*** Begin section ***

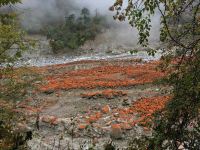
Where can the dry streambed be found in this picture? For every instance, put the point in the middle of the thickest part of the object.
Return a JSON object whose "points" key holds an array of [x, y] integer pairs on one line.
{"points": [[89, 103]]}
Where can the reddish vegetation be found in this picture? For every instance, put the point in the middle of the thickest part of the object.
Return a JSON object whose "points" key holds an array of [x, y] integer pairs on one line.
{"points": [[126, 117], [109, 94], [104, 76]]}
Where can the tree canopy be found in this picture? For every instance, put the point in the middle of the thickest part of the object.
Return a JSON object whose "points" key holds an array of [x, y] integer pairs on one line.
{"points": [[179, 123], [75, 31]]}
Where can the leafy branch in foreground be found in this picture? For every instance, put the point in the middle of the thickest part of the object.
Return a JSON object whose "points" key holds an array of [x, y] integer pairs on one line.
{"points": [[14, 84]]}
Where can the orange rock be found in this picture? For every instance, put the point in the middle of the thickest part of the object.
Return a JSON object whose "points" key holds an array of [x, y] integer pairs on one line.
{"points": [[98, 115], [82, 126], [92, 119], [106, 109], [116, 131], [126, 126]]}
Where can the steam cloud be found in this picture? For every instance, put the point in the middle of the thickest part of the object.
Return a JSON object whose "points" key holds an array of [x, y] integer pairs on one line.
{"points": [[38, 13]]}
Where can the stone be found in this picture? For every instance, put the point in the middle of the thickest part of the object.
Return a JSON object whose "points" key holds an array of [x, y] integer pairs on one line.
{"points": [[126, 126], [106, 109], [82, 126], [116, 131]]}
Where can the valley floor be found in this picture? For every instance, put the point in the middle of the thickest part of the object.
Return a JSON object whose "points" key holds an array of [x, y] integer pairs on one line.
{"points": [[90, 103]]}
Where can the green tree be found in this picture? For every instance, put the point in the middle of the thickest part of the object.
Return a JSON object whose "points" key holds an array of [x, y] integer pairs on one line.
{"points": [[179, 123], [75, 31], [12, 86]]}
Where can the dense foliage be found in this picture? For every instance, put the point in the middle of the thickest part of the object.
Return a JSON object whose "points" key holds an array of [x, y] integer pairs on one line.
{"points": [[75, 31], [13, 84], [178, 124]]}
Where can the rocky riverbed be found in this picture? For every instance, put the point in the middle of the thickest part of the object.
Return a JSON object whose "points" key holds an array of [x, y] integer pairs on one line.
{"points": [[90, 103]]}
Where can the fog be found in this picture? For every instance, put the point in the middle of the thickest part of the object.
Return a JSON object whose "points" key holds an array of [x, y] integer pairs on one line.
{"points": [[37, 13]]}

*** End section ***

• ACTION ITEM: A line counts if it contains the string "tree"; report how many lines in the material do, giving only the number.

• RESULT OF THE EXERCISE: 2